# Record extracts
========================================

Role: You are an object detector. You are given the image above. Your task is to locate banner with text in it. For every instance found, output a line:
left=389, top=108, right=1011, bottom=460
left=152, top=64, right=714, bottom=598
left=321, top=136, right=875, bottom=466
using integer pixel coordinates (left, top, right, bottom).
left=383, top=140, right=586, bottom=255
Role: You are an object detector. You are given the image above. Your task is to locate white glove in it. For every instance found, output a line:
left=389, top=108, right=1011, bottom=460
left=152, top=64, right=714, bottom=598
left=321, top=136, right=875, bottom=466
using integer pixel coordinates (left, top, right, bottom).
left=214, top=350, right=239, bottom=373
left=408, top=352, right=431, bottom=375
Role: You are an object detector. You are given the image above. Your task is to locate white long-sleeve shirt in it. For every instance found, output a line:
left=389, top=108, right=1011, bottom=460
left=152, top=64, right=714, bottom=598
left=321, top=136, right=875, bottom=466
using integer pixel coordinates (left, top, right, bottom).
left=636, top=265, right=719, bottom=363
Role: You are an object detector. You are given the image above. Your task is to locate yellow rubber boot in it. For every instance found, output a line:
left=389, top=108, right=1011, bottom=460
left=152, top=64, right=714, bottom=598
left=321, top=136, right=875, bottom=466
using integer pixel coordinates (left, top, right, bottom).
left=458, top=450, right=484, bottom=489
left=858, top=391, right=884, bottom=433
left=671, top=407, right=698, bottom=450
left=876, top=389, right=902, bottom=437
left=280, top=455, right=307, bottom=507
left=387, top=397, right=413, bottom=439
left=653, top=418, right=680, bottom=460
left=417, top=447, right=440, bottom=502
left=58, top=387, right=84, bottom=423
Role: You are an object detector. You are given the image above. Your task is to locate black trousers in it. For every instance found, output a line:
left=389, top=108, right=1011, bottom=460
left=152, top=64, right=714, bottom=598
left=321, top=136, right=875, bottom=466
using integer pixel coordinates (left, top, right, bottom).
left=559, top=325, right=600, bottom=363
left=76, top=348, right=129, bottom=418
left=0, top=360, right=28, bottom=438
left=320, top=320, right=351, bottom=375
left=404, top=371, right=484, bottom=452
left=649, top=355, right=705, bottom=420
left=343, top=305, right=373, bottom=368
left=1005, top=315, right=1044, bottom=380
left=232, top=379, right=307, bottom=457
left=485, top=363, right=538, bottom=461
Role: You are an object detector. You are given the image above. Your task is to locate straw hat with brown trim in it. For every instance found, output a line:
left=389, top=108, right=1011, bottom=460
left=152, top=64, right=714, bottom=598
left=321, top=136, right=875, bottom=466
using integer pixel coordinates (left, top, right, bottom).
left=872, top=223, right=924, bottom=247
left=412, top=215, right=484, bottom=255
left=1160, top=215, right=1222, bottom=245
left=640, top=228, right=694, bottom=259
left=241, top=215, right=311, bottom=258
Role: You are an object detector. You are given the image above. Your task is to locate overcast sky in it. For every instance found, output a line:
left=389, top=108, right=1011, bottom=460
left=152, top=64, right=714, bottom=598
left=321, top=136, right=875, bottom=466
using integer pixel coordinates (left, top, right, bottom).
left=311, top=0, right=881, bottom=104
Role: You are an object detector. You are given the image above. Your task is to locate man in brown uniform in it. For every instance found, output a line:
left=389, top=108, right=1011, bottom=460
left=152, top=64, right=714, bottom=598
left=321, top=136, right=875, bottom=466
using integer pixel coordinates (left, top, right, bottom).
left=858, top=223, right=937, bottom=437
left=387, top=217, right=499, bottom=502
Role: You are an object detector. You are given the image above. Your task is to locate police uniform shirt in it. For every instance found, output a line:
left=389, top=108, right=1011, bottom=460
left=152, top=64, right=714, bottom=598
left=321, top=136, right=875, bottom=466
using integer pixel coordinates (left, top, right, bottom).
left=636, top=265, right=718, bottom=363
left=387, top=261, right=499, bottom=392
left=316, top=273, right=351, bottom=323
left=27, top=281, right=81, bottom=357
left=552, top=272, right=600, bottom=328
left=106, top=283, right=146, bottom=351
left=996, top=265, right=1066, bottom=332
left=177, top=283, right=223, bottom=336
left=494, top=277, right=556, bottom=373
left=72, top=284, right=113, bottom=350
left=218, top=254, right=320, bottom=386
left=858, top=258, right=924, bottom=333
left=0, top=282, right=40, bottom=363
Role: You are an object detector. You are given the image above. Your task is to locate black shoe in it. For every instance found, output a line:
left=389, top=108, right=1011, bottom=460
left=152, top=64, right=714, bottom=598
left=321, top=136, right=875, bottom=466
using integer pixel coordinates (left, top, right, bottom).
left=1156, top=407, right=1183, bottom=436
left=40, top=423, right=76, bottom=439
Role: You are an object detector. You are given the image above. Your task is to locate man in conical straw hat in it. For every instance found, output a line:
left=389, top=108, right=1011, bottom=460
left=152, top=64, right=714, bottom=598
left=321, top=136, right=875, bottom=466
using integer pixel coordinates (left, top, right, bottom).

========================================

# What the exercise asks
Can you format all of the records above as a numbered list, one line per item, leaving out any blank lines?

# The response
1. Role: You are an object detector. You are given the image above. Your task is to locate banner with text in it. For every instance found, output a line:
2. left=389, top=108, right=1011, bottom=460
3. left=152, top=64, right=714, bottom=598
4. left=321, top=136, right=875, bottom=466
5. using integer pixel coordinates (left, top, right, bottom).
6. left=383, top=140, right=586, bottom=255
7. Role: You are an object detector. You are given the image above. Your task is to locate white glove in it. For every instance found, output a line:
8. left=389, top=108, right=1011, bottom=460
9. left=152, top=64, right=714, bottom=598
10. left=321, top=136, right=875, bottom=466
11. using integer pixel coordinates (left, top, right, bottom).
12. left=214, top=350, right=239, bottom=373
13. left=408, top=352, right=431, bottom=375
14. Role: You are an object detector. You are given the image above. Your task is to locate white long-sleeve shirt in it. For every instance found, output a line:
15. left=389, top=108, right=1011, bottom=460
16. left=152, top=64, right=714, bottom=598
17. left=321, top=136, right=875, bottom=466
18. using integer pixel coordinates (left, top, right, bottom).
19. left=636, top=265, right=719, bottom=363
20. Role: You are an object detector. You are given the image above. Your task is to locate yellow rubber boot in it. For every instance found, output a line:
21. left=389, top=108, right=1011, bottom=460
22. left=152, top=64, right=714, bottom=598
23. left=321, top=136, right=875, bottom=466
24. using integer pixel coordinates (left, top, right, bottom).
25. left=458, top=450, right=484, bottom=489
26. left=858, top=391, right=884, bottom=433
27. left=671, top=407, right=698, bottom=450
28. left=876, top=389, right=902, bottom=437
29. left=280, top=455, right=307, bottom=507
30. left=387, top=397, right=413, bottom=439
31. left=653, top=418, right=680, bottom=460
32. left=417, top=447, right=440, bottom=502
33. left=58, top=387, right=84, bottom=423
34. Role: You are an object detector. You are given the image above. Your task is to locate black trousers in it. For every instance found, output a line:
35. left=389, top=108, right=1011, bottom=460
36. left=152, top=64, right=714, bottom=598
37. left=321, top=136, right=875, bottom=466
38. using integer pixel coordinates (left, top, right, bottom).
39. left=559, top=325, right=600, bottom=363
40. left=76, top=348, right=129, bottom=418
41. left=0, top=360, right=28, bottom=438
42. left=320, top=320, right=351, bottom=375
43. left=404, top=371, right=484, bottom=452
44. left=649, top=355, right=705, bottom=420
45. left=343, top=305, right=373, bottom=368
46. left=1005, top=315, right=1044, bottom=380
47. left=232, top=379, right=307, bottom=457
48. left=485, top=363, right=538, bottom=461
49. Role: You are an object detector. You are given the image above. Your task is to locate straw hat with brown trim in it. For every instance found, output a line:
50. left=389, top=108, right=1011, bottom=460
51. left=152, top=64, right=714, bottom=598
52. left=321, top=136, right=875, bottom=466
53. using integer pixel coordinates (left, top, right, bottom).
54. left=872, top=223, right=924, bottom=247
55. left=412, top=215, right=484, bottom=255
56. left=1160, top=215, right=1222, bottom=245
57. left=640, top=228, right=694, bottom=259
58. left=241, top=215, right=311, bottom=258
59. Role: You are an object detector. You are given the image above. Your task is to locate overcast sky in it. For every instance found, output a line:
60. left=389, top=108, right=1011, bottom=460
61. left=152, top=64, right=714, bottom=598
62. left=321, top=136, right=875, bottom=466
63. using integer pixel coordinates (left, top, right, bottom).
64. left=311, top=0, right=881, bottom=104
65. Role: You are an object detector. You are given the image above. Your task is to locate man in brown uniform in it. For every instance found, output a line:
66. left=389, top=108, right=1011, bottom=460
67. left=152, top=64, right=714, bottom=598
68. left=321, top=136, right=875, bottom=466
69. using integer pixel coordinates (left, top, right, bottom).
70. left=858, top=223, right=937, bottom=437
71. left=387, top=217, right=499, bottom=502
72. Role: You are an object detector. You are given the image above. Your task is to locate police uniform shirt in it. For every instance found, output a line:
73. left=389, top=108, right=1011, bottom=460
74. left=152, top=64, right=714, bottom=598
75. left=321, top=136, right=875, bottom=466
76. using integer pixel coordinates (left, top, right, bottom).
77. left=636, top=265, right=718, bottom=363
78. left=387, top=261, right=499, bottom=392
79. left=316, top=273, right=351, bottom=323
80. left=27, top=281, right=81, bottom=357
81. left=552, top=272, right=600, bottom=328
82. left=106, top=283, right=146, bottom=351
83. left=996, top=265, right=1066, bottom=332
84. left=177, top=283, right=223, bottom=336
85. left=494, top=277, right=556, bottom=373
86. left=72, top=284, right=113, bottom=350
87. left=218, top=254, right=320, bottom=386
88. left=858, top=258, right=924, bottom=333
89. left=0, top=282, right=40, bottom=363
90. Role: You are an object detector. You are given the image above. Your task is to locate black shoe in it. For every instance found, output a line:
91. left=389, top=108, right=1011, bottom=460
92. left=152, top=64, right=714, bottom=598
93. left=321, top=136, right=875, bottom=466
94. using integer pixel coordinates (left, top, right, bottom).
95. left=1156, top=407, right=1183, bottom=436
96. left=40, top=423, right=76, bottom=439
97. Role: You are an object detector. You are given the image above. Your task is to locate man in conical straw hat in it. For every instance found, output a line:
98. left=389, top=108, right=1011, bottom=460
99. left=152, top=64, right=714, bottom=598
100. left=321, top=136, right=875, bottom=466
101. using integer pixel coordinates (left, top, right, bottom).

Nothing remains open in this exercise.